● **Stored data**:
----
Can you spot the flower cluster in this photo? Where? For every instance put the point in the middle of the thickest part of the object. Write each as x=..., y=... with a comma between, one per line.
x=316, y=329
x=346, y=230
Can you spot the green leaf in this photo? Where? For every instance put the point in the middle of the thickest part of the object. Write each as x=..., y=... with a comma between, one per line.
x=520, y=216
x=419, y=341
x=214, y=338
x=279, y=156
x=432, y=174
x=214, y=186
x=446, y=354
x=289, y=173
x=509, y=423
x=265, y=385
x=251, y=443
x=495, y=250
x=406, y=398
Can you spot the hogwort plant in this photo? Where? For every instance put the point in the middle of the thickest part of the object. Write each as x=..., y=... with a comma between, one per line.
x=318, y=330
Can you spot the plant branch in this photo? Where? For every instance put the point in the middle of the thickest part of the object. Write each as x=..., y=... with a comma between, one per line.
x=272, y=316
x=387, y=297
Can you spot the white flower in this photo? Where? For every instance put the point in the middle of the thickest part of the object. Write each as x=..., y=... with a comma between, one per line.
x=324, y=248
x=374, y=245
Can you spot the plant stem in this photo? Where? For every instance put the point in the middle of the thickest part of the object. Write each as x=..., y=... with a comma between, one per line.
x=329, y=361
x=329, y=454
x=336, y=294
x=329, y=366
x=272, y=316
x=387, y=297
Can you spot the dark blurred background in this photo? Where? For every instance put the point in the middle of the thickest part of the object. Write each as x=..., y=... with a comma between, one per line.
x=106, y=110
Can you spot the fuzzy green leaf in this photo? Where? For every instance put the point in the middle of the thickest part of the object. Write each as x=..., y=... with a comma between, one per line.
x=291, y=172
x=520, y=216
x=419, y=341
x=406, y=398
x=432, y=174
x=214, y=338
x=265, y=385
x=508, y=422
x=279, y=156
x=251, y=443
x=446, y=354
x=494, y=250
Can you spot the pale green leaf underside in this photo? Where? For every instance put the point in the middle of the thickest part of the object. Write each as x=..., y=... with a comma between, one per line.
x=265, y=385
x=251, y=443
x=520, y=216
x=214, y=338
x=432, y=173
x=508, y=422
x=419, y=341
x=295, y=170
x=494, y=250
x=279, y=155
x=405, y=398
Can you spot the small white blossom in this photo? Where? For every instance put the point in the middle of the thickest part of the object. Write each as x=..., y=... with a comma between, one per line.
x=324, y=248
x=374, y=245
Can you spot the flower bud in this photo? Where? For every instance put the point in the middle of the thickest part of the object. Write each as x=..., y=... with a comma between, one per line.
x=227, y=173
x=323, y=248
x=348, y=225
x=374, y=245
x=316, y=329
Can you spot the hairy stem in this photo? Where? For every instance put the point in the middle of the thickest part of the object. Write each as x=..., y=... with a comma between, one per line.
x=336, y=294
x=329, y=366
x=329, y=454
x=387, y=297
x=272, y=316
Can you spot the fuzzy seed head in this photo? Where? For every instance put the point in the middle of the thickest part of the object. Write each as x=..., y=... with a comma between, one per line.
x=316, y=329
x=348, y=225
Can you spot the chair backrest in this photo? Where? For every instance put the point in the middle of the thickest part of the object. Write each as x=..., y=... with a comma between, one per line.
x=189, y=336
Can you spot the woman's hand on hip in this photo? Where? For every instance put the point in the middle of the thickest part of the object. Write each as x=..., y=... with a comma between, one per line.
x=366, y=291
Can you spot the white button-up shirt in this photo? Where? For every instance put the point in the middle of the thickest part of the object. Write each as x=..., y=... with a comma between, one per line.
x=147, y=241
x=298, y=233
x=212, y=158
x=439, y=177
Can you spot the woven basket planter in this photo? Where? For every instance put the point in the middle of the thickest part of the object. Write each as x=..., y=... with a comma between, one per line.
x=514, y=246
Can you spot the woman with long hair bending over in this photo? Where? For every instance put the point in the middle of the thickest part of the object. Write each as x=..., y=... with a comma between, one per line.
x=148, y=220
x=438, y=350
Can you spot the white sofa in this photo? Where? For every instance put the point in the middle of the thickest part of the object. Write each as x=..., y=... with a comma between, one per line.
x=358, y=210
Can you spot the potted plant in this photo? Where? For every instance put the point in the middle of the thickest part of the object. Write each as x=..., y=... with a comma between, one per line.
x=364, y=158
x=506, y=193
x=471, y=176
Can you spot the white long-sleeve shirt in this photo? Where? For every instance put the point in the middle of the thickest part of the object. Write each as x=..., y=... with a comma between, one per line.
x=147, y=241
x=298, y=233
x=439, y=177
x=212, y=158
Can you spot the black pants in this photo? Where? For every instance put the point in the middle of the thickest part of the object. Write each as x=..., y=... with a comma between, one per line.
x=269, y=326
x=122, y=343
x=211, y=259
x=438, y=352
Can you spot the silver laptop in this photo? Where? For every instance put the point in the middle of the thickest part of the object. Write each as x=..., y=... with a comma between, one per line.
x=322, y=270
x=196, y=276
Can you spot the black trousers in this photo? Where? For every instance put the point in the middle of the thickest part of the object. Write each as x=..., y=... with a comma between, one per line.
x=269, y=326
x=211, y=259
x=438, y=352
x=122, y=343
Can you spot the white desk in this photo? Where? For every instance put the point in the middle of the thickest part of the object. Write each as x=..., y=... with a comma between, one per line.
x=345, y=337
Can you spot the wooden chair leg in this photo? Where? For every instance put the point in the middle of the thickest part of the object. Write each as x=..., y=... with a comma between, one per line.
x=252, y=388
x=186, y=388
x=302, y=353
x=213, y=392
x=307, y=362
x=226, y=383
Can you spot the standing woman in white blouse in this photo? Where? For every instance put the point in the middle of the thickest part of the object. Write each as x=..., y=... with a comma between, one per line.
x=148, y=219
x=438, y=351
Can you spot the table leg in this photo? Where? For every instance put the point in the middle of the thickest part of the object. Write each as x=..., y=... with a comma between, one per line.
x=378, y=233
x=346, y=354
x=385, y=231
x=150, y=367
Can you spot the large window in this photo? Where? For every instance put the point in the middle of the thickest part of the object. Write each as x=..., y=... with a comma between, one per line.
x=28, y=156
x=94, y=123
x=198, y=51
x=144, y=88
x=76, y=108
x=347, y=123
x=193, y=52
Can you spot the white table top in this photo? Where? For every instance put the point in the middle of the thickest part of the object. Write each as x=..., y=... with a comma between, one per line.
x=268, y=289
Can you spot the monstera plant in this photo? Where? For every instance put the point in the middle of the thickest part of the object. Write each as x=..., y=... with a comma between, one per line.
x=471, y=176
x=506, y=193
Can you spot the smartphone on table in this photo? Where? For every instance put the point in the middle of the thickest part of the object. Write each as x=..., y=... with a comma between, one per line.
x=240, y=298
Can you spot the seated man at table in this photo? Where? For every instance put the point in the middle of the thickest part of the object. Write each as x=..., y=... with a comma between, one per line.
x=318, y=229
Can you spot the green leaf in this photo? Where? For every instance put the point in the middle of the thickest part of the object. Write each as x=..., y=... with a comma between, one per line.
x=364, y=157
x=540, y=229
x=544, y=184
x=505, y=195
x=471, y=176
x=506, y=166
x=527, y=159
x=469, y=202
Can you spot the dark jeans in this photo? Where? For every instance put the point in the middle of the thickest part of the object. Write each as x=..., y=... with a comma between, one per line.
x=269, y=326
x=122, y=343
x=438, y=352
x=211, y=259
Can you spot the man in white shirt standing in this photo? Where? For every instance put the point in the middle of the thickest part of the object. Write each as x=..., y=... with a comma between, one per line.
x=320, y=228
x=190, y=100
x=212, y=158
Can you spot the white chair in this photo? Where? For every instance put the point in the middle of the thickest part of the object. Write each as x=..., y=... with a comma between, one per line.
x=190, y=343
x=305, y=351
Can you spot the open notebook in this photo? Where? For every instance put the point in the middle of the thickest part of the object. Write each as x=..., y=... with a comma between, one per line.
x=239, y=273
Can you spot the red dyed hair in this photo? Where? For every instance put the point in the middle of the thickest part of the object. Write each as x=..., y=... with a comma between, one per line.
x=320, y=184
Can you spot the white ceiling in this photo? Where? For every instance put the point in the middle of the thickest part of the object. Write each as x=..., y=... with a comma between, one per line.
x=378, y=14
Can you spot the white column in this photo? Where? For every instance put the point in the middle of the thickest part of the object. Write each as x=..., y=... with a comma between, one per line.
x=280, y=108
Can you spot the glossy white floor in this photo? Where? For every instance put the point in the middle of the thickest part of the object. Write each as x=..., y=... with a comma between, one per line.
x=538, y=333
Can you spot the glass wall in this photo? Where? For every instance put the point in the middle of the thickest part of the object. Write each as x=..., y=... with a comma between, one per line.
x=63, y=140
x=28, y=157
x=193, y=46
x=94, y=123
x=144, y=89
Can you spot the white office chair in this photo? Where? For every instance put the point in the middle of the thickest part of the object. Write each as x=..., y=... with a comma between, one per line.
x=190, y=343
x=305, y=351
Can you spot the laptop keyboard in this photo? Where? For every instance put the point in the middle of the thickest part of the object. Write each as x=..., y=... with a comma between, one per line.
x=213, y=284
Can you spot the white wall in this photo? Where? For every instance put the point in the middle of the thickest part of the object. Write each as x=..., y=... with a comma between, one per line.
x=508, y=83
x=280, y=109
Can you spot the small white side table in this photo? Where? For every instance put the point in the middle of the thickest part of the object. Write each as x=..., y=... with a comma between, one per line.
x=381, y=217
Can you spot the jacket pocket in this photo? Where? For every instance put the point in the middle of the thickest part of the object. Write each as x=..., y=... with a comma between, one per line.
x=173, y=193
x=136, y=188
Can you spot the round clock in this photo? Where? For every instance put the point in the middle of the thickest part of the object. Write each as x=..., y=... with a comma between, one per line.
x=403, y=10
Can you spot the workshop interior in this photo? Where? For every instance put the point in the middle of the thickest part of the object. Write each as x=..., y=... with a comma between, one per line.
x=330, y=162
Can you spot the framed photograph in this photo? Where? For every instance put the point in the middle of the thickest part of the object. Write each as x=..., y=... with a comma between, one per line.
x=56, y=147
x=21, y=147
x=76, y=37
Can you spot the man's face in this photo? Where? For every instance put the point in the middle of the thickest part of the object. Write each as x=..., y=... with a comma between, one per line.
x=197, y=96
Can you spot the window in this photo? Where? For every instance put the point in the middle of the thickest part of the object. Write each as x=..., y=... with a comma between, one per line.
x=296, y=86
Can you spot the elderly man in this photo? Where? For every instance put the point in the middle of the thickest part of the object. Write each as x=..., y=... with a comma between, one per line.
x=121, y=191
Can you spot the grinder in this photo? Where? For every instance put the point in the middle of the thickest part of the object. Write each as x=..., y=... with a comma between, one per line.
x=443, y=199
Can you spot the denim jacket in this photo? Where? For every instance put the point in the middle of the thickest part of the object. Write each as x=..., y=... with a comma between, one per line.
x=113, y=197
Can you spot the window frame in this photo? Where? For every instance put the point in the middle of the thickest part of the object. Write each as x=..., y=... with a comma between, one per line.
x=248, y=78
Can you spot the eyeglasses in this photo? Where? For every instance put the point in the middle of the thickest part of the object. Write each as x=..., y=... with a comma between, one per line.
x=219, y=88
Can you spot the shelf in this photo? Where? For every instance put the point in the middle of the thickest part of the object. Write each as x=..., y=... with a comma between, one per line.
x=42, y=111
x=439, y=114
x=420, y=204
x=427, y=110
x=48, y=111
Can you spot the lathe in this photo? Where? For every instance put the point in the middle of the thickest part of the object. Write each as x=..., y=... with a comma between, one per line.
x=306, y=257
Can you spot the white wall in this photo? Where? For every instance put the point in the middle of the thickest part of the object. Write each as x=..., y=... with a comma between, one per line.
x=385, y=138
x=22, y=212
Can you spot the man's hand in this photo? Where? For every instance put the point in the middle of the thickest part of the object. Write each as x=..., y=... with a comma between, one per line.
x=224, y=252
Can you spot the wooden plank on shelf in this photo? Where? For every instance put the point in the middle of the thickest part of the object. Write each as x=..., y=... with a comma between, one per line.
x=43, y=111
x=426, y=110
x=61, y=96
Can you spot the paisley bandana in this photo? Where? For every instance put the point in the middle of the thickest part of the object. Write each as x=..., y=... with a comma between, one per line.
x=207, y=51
----
● **EXERCISE INSTRUCTIONS**: Reproduce exactly the line that holds "Can you spot the lathe", then every line after it, ending with the final line of the records above.

● **RESPONSE TO THIS EXERCISE**:
Can you spot the lathe in this photo? Where? For every instance put the point in the middle of the thickest part of the object. Write each as x=..., y=... with a comma between, one per line.
x=306, y=257
Can you spot the white wall in this photo? Where? For every instance put the point in the middle of the thickest part of the object. Write each as x=..., y=... with a comma between, one per line.
x=385, y=138
x=22, y=212
Can you spot the man's hand in this photo? Where? For every instance put the point in the middle of the thickest part of the object. Write each as x=..., y=... with a comma between, one per line.
x=224, y=252
Can you spot the wooden plank on shelf in this photo? Where? For every instance put the point in the middle of the thickest part of the object. Write each as x=..., y=... with a comma between, one per line.
x=43, y=111
x=426, y=110
x=61, y=96
Can you spot the paisley bandana in this photo? Where? For every instance put the point in the middle of the thickest part of the object. Write each as x=..., y=... with a comma between, one per line.
x=207, y=51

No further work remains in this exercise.